## Compito assegnato 1
Riporta dal testo su Baalbek il passo che inizia con le parole "Le rovine di" e si ferma dopo "dei suoi vaticini.".
## Compito assegnato 2
Secondo il testo su Baalbek, gli studiosi si dividono sull'origine del complesso: elenca tutte le posizioni che vi sono descritte.
## Compito assegnato 3
Quanto dista da Beirut il sito descritto nel testo su Baalbek?

## Documento di origine
La costruzione più antica del mondo.

Da chi fu costruita? E come?

 

Il complesso megalitico di Baalbek, in Libano, rappresenta per molti aspetti un vero e proprio enigma architettonico e culturale.

Fu realizzato con l’ausilio di strumentazioni tecnologiche?

Furono davvero i romani a porre in opera il Trilithion o, invece, continuarono a costruire su una struttura preesistente realizzata da una civiltà sconosciuta?

Le rovine di Baalbek si trovano a circa 90 km da Beirut, Libano, nella valle della Beqa’a, ai piedi delle montagne dell’Antilibano in una valle in cui si originano l’Oronte, a nord, e il Litani, che scorre da sud a ovest. Il sito godeva, soprattutto in epoca romana, di grande importanza tanto che veniva considerato una delle meraviglie del mondo. Ma cosa rende così speciale questo luogo?

Ebbene tralasciando per un momento le implicazioni di ordine religioso, ciò che rende straordinario questo complesso monumentale è la presenza di numerosi megaliti, inseriti nella struttura del tempio di Giove. La maestosità del tempio era tale, che gli imperatori romani arrivarono a percorrere fino a 2.500 chilometri per consultarne l’oracolo e godere dei suoi vaticini.

Il sito di Baalbek pone molti interrogativi e gli studiosi sono divisi tra coloro che considerano l’intero complesso come un prodotto delle maestranze romane, coloro che, invece, ritengono che il podio su cui poggia il tempio di Giove sia di origine fenicia, e infine coloro che lo considerano ancora più antico, forse appartenente alla cosiddetta civiltà megalitica di cui si ritrovano le tracce sparse in tutto il mondo, dall’Egitto al Mesoamerica.

## Materiale
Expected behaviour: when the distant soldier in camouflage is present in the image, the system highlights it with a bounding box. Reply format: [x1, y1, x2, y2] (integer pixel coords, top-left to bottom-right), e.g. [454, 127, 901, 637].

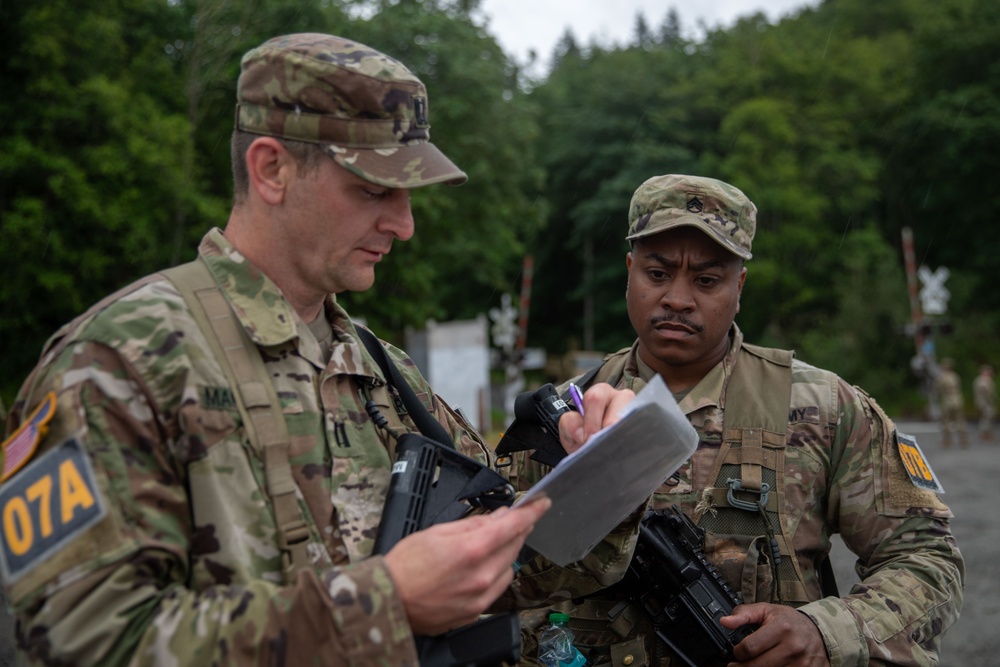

## Risposta attesa 1
Le rovine di Baalbek si trovano a circa 90 km da Beirut, Libano, nella valle della Beqa’a, ai piedi delle montagne dell’Antilibano in una valle in cui si originano l’Oronte, a nord, e il Litani, che scorre da sud a ovest. Il sito godeva, soprattutto in epoca romana, di grande importanza tanto che veniva considerato una delle meraviglie del mondo. Ma cosa rende così speciale questo luogo?

Ebbene tralasciando per un momento le implicazioni di ordine religioso, ciò che rende straordinario questo complesso monumentale è la presenza di numerosi megaliti, inseriti nella struttura del tempio di Giove. La maestosità del tempio era tale, che gli imperatori romani arrivarono a percorrere fino a 2.500 chilometri per consultarne l’oracolo e godere dei suoi vaticini.

## Risposta attesa 2
- Il complesso è interamente un prodotto delle maestranze romane.
- Il podio su cui poggia il tempio di Giove è di origine fenicia.
- Il complesso è ancora più antico, forse opera della cosiddetta civiltà megalitica.

## Risposta attesa 3
Circa 90 km.